### To do:
Duplicate the entries below line for line, and omit the pictures from your copy.
===
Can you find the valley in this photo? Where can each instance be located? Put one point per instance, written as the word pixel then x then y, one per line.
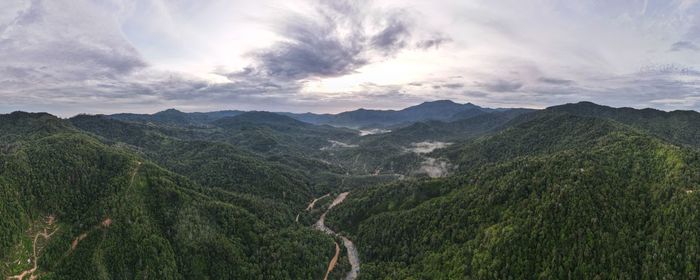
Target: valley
pixel 585 188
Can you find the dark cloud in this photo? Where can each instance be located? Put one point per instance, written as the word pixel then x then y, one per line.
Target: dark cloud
pixel 684 46
pixel 332 42
pixel 394 35
pixel 453 85
pixel 555 81
pixel 667 69
pixel 434 42
pixel 501 86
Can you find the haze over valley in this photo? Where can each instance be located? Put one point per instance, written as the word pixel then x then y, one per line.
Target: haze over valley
pixel 320 139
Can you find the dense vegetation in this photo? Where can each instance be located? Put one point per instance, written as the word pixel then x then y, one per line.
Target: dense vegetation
pixel 558 196
pixel 578 191
pixel 134 219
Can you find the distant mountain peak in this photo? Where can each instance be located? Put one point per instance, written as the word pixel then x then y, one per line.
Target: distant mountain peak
pixel 169 111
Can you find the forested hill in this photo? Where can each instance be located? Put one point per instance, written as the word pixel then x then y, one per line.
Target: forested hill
pixel 95 210
pixel 557 196
pixel 577 191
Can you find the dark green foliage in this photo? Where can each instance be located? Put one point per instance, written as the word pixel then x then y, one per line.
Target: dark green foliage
pixel 571 192
pixel 556 197
pixel 130 218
===
### Output of the exercise:
Can you find the valley in this photo? Where can each instance be located? Put one point per instance, written as the word pixel then x then y, one per line.
Target: valley
pixel 585 188
Can you find the dark cloud in this photo? Where can each instance be located? Put one point per instance, written as the word pixel then x then y, one per line.
Target: dark cloud
pixel 684 46
pixel 332 42
pixel 394 35
pixel 453 85
pixel 555 81
pixel 667 69
pixel 434 42
pixel 501 86
Can you find the haze over valley in this photo? Where can each instance be located? Put one point per instance, written as the word pixel then x then y, one per line.
Target: haze over valley
pixel 320 139
Can you find the dense vegetation in this photo? Where can each instance be located? Put one point per instance, written as the word pixel then x then y, one per line.
Target: dense vegetation
pixel 558 196
pixel 578 191
pixel 134 219
Can you find the distant mountain peak in this photo? Where can each instance be located? Put one point per instance, written as the word pixel then x then y, one per line.
Target: distant mountain peak
pixel 169 111
Can you find the forested hill in this photo? Where can each instance be located? Put one point per instance, written as the word pixel then x then y, one per line.
Target: forested hill
pixel 95 210
pixel 557 196
pixel 577 191
Can you find the dark green foliage in this photo? Where can each instance be located? Put one point per instance, written as the word pixel then x then y, one per line.
Target: dark green foliage
pixel 571 192
pixel 556 197
pixel 130 218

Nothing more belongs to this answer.